▶ WHAT YOU ARE ASKED TO DO: The answer must be an exact copy of every entry.

[RECORDS FOR THE TASK — start]

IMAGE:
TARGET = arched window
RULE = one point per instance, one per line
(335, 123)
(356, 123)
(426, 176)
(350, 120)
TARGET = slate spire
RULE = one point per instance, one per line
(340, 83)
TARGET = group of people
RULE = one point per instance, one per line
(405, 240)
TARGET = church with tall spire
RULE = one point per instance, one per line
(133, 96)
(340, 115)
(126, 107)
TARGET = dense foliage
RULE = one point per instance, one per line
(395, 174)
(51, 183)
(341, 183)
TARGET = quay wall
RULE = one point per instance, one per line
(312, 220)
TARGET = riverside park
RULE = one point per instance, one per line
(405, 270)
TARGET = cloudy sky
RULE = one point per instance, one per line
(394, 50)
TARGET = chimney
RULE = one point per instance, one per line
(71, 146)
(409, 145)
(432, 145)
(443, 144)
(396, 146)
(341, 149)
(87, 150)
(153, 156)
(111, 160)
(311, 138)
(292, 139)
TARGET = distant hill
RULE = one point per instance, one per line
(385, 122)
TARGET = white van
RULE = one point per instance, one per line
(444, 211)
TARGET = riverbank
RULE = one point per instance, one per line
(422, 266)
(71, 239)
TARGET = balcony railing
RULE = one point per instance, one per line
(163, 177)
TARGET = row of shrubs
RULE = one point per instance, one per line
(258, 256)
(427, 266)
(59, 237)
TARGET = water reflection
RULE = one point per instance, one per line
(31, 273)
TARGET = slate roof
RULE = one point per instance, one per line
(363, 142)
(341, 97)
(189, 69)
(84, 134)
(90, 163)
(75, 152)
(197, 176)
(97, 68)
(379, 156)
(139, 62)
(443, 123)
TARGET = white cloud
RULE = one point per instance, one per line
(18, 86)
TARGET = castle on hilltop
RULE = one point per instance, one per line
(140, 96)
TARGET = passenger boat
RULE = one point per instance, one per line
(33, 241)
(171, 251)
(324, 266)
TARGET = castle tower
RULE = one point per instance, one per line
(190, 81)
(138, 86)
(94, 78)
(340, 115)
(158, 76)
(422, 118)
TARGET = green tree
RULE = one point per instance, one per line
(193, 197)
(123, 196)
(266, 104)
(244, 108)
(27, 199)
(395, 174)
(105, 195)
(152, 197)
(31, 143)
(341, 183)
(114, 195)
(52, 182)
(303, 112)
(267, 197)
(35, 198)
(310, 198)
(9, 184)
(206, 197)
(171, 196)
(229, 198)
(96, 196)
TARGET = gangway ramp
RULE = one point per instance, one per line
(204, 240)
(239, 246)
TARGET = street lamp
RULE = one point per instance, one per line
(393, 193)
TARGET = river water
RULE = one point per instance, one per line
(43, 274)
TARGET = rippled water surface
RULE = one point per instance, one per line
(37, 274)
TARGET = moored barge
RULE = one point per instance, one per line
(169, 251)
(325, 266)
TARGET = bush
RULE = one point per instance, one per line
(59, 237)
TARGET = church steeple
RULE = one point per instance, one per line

[RECORDS FOR THE TASK — finish]

▶ RESPONSE:
IMAGE:
TARGET = arched window
RULE = one point per instance, one per line
(335, 123)
(356, 123)
(426, 176)
(350, 120)
TARGET = slate spire
RULE = one point per instance, one per line
(340, 83)
TARGET = group of people
RULE = one point per instance, one per line
(405, 240)
TARGET = church with tall spire
RULE = one point per instance, one per line
(133, 96)
(340, 115)
(126, 107)
TARGET = dense foliage
RULE = one point per instance, one per line
(395, 174)
(51, 183)
(341, 183)
TARGET = quay wall
RULE = one point per instance, one per line
(312, 220)
TARGET = riverside park
RULE = one point per instance, one per line
(405, 270)
TARGET = cloudy sky
RULE = one point per instance, one per line
(394, 50)
TARGET = chimney
RULE = one point per instance, one per line
(71, 146)
(409, 145)
(432, 145)
(443, 144)
(396, 146)
(341, 149)
(87, 150)
(153, 156)
(111, 160)
(311, 138)
(292, 139)
TARGET = distant hill
RULE = one point per instance, one per line
(385, 122)
TARGET = white van
RULE = one point per instance, one per line
(444, 211)
TARGET = riverbank
RULE = one point per instance, one per line
(422, 266)
(71, 239)
TARGET = balcony railing
RULE = one point per instance, one per line
(163, 177)
TARGET = row of shrubs
RULE = one point per instance, one per line
(258, 256)
(427, 266)
(59, 237)
TARGET = water reflection
RULE = one point per instance, one per line
(31, 273)
TARGET = slate roof
RULE = one point per instance, one per line
(363, 142)
(341, 97)
(189, 69)
(84, 134)
(90, 163)
(75, 152)
(197, 176)
(97, 68)
(379, 156)
(139, 62)
(443, 123)
TARGET = white cloud
RULE = one point per instance, one per line
(18, 86)
TARGET = castle on hilltop
RULE = one point per instance, one per line
(140, 96)
TARGET = passenger boat
RULE = one point per instance, one per line
(33, 241)
(171, 251)
(324, 266)
TARGET = castle tower
RULE = one point per instance, one per line
(190, 81)
(138, 86)
(94, 78)
(340, 115)
(158, 76)
(422, 118)
TARGET = green tree
RULE = one point per instance, one per line
(193, 197)
(123, 196)
(266, 104)
(244, 108)
(27, 199)
(395, 174)
(105, 195)
(152, 197)
(31, 143)
(341, 183)
(114, 195)
(52, 182)
(303, 112)
(267, 197)
(35, 198)
(310, 198)
(9, 184)
(206, 197)
(171, 196)
(229, 198)
(96, 196)
TARGET = gangway ramp
RULE = one point per instance, one per line
(204, 240)
(239, 246)
TARGET = street lamp
RULE = one point per instance, one per line
(393, 193)
TARGET = river water
RULE = one point per instance, one per line
(43, 274)
TARGET = rippled water surface
RULE = one point per instance, one per line
(37, 274)
TARGET = moored barge
RULE = one point per instance, one per line
(169, 251)
(325, 266)
TARGET = bush
RULE = one point per instance, one per line
(59, 237)
TARGET = church steeple
RULE = one point per instance, one per line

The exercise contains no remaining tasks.